**Passage shown**
────────────────
Basket Making Traditions--A General Overview of History, Materials, Forms, and Functions.
Throughout virtually the entire course of human history, and through much of what we know of human pre-history, in societies of all levels of complexity, the craft of basket making has arisen out of a need for practical containers used for various utilitarian purposes. In simple mechanical terms, basketry is the art and craft of weaving together fibrous elements in interlocking patterns, ultimately forming a singular object with the ability to hold smaller items within a central cavity, easing the processes of gathering, transporting, and storing those items. The choice of raw materials used in the production of baskets is as varied as the cultural contexts in which they are produced; it was historically dictated both by what materials were naturally available within the immediate physical environment, and by specific cultural preferences.
In Southcentral Kentucky, the materials of choice were the hand rived splits, and whittled ribs of the white oak tree, as well as the young shoots and vines of willow and honeysuckle (though the latter two are much less common). The reasons for the predominate choice of white oak is not explicable through environmental determinism alone--as there are certainly other materials available in this environment that require much less time and effort in the way of preparation. Nonetheless, white oak (quercus alba) was chosen as the primary basket making material in this area for its inherently superior qualities--workability, durability, aesthetic appeal--and as a result of the influence of cultural antecedents.
────────────────
**Data for this exercise**
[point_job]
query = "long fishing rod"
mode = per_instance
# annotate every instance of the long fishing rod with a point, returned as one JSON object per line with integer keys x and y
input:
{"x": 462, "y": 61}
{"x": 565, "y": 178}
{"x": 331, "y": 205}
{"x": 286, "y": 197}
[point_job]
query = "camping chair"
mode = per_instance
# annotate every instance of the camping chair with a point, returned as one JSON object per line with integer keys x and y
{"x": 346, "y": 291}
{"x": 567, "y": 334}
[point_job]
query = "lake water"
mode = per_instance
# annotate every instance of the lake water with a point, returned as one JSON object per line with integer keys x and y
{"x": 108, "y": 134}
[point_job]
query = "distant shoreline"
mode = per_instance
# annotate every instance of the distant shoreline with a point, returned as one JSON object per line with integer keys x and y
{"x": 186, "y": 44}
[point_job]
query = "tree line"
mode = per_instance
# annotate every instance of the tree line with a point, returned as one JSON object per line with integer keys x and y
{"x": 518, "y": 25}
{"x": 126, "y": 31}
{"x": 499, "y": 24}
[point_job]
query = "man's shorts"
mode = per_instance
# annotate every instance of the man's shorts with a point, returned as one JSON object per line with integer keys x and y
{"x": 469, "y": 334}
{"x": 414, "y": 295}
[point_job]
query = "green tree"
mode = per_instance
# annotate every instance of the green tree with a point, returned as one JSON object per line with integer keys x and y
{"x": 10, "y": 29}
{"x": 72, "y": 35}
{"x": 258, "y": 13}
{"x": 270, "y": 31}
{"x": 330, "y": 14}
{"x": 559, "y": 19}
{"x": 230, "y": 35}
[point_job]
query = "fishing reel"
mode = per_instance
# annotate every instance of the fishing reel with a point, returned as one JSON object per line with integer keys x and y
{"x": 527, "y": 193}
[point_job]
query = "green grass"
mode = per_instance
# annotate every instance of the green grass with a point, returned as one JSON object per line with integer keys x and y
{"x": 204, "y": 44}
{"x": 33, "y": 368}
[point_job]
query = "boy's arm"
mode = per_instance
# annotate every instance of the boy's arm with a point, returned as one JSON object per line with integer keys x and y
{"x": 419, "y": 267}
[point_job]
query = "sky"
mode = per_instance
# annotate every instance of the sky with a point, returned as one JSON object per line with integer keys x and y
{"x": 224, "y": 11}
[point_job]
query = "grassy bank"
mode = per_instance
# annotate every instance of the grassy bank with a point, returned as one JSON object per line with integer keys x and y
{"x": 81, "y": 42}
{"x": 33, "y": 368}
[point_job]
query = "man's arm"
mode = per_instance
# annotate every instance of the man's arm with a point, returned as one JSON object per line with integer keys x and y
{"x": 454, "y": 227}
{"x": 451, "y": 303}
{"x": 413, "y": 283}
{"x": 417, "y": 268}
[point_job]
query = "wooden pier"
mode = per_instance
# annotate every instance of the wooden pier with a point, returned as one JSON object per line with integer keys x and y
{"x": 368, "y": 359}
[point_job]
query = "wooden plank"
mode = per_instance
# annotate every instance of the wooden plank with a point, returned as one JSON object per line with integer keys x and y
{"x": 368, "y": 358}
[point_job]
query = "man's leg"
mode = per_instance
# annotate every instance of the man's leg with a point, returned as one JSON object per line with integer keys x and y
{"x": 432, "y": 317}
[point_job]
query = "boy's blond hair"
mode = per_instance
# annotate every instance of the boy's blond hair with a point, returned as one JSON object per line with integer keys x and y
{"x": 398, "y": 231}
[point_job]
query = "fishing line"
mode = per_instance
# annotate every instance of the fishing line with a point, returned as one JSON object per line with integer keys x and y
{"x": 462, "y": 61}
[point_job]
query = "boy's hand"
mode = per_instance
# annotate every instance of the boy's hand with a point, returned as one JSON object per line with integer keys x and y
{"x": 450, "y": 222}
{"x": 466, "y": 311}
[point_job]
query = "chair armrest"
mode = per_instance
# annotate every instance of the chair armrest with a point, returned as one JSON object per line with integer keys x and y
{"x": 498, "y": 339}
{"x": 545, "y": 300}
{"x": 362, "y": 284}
────────────────
**Task requirements**
1 - Return each line of the records that contains the string "pier". Case counts.
2 - Continue the passage on basket making from the point where it ends.

**Answers below**
1 -
query = "wooden pier"
# annotate every instance of the wooden pier with a point, returned as one JSON object per line with integer keys x and y

2 -
The various types and styles of basketry produced in south-central Kentucky, at least in terms of materials and certain general techniques, had been produced much earlier in the colonial settlements of the eastern seaboard, preceded in turn by similar old world traditions. The use of oak splits in the production of basketry had been, and in certain areas still is, practiced in northern England and Scotland. English colonists most certainly brought this knowledge with them to the "New World" and simply adapted to the available native materials most similar to those used in the British Isles. As early settlers began pushing their settlements westward toward the Appalachian Mountains, basketry went with them, and would soon become a prevalent handicraft tradition in many parts of central and southern Appalachia. White oak basketry traditions are well documented in the Appalachian regions of Pennsylvania, West Virginia, Virginia, North Carolina, and slightly later in the eastern parts of Tennessee and Kentucky. It was most likely migrants to Hart County from these same areas who brought the white oak tradition to Southcentral Kentucky.
Within regional enclaves in each of these states, specific stylistic elements developed that would become differentiating trademarks for each areas basket making tradition. These differences in techniques and shapes are most highly developed in the rib basket forms produced in each area, while the pure split/stake and wicker work style baskets were somewhat more standardized. The primary differences in area variations are in the wrapping techniques and ribbing patterns, making baskets from Pennsylvania, for example, immediately recognizable as such and easily discernable from baskets produced in Tennessee. Southcentral Kentucky is no different in this respect, and the baskets produced in this region, the rib baskets in particular, have been noted for their possession of unique features and stylistic elements.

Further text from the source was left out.